SOURCE PASSAGE Start Marker
Our Take
The DOL didn't ban dual-role scheduling; it said the exemption survives only if the exempt role stays primary—and that determination never stops being made.
Why it matters
Hospitals, universities, and other knowledge-work employers rely on exempt staff taking extra hourly shifts. This letter removes the guesswork but introduces an ongoing compliance burden: you must actively demonstrate the balance hasn't flipped.
Do this week
Payroll: Audit your dual-role employee files now and create a tracking template (role, hours, duties per week) that you update monthly so you can defend the primary-duty classification if DOL ever asks.
DOL Confirms Exempt Status Survives Hourly Side Work
The Department of Labor issued Opinion Letter FLSA2026-5 on May 28, 2026, addressing whether salaried exempt employees who regularly pick up hourly shifts in a separate non-exempt role lose their exemption and accrue overtime liability. The DOL's answer: no, provided the arrangement meets two conditions.
SOURCE PASSAGE End Marker
PROVIDED MATERIAL Start Marker
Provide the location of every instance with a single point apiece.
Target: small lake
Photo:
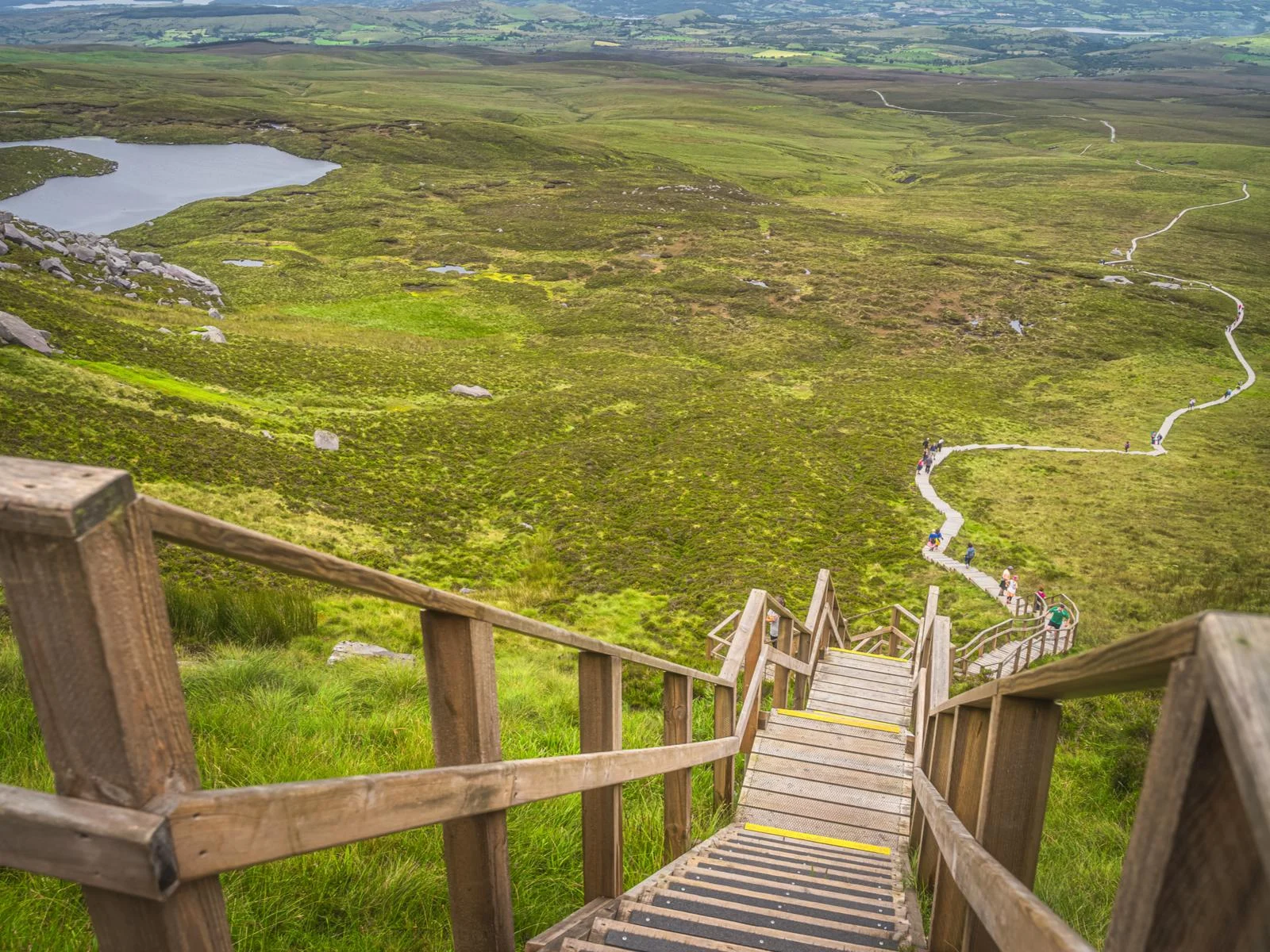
PROVIDED MATERIAL End Marker
▸ ABOUT THIS EXERCISE
Answer from the passage on the DOL opinion letter:
1. What number does the opinion letter carry, and on what date was it issued?
2. Which employers does the passage name as relying on exempt staff taking extra hourly shifts?
3. What three items should payroll's tracking template record?

▸ ANSWER BOX
1. FLSA2026-5, issued May 28, 2026.
2. Hospitals, universities, and other knowledge-work employers.
3. Role, hours, and duties per week.